Some listing
__________
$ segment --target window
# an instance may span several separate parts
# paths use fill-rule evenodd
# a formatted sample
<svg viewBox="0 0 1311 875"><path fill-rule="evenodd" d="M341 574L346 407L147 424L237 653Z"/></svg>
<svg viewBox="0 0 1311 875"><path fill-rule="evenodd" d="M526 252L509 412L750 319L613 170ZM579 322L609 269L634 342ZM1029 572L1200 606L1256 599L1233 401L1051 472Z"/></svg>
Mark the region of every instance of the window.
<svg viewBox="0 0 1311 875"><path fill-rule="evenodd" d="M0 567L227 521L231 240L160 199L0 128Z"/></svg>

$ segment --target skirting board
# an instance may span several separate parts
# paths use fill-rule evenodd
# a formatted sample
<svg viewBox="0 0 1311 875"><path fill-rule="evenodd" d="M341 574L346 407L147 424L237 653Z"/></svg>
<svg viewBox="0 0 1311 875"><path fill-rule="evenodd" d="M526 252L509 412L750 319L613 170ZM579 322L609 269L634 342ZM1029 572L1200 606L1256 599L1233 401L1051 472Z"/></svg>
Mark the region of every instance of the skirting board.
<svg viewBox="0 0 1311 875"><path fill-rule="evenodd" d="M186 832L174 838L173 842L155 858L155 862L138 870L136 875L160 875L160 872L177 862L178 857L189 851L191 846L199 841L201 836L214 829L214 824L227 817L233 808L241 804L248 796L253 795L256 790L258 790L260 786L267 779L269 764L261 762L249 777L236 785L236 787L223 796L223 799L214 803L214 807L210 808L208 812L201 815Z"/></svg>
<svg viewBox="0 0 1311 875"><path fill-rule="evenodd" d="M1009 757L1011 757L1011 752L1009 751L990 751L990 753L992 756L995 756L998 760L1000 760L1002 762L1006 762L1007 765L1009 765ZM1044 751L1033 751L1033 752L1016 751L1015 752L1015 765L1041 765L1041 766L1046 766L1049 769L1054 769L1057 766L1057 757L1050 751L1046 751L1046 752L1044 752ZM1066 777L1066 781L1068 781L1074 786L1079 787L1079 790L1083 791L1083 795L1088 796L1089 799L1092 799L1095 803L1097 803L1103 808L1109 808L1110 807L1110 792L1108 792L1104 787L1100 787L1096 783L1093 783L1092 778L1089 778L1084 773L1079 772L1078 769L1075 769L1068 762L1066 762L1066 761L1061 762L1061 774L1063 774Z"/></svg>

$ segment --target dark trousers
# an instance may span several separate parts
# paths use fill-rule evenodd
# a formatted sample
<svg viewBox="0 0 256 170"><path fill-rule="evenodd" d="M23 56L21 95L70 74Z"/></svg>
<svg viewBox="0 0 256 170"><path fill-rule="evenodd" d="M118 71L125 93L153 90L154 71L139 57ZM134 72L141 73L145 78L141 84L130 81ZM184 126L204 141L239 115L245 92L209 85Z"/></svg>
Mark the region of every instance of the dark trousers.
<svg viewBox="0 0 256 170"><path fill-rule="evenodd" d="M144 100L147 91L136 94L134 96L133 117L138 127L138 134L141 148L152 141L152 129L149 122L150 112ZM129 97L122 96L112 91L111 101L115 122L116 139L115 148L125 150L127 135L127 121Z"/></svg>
__________
Copy out, word for word, the stretch of the listing from its first line through the line containing "567L227 521L231 240L160".

* Correct result:
$ segment --target window
# an instance may span several separate parts
# paths use fill-rule evenodd
# a formatted sample
<svg viewBox="0 0 1311 875"><path fill-rule="evenodd" d="M341 574L346 407L147 424L237 653Z"/></svg>
<svg viewBox="0 0 1311 875"><path fill-rule="evenodd" d="M526 252L509 412L750 319L613 170ZM579 322L609 269L634 342ZM1029 572L1200 606L1256 599L1233 401L1051 472Z"/></svg>
Mark the region of every instance of the window.
<svg viewBox="0 0 1311 875"><path fill-rule="evenodd" d="M0 567L227 521L231 240L160 199L0 128Z"/></svg>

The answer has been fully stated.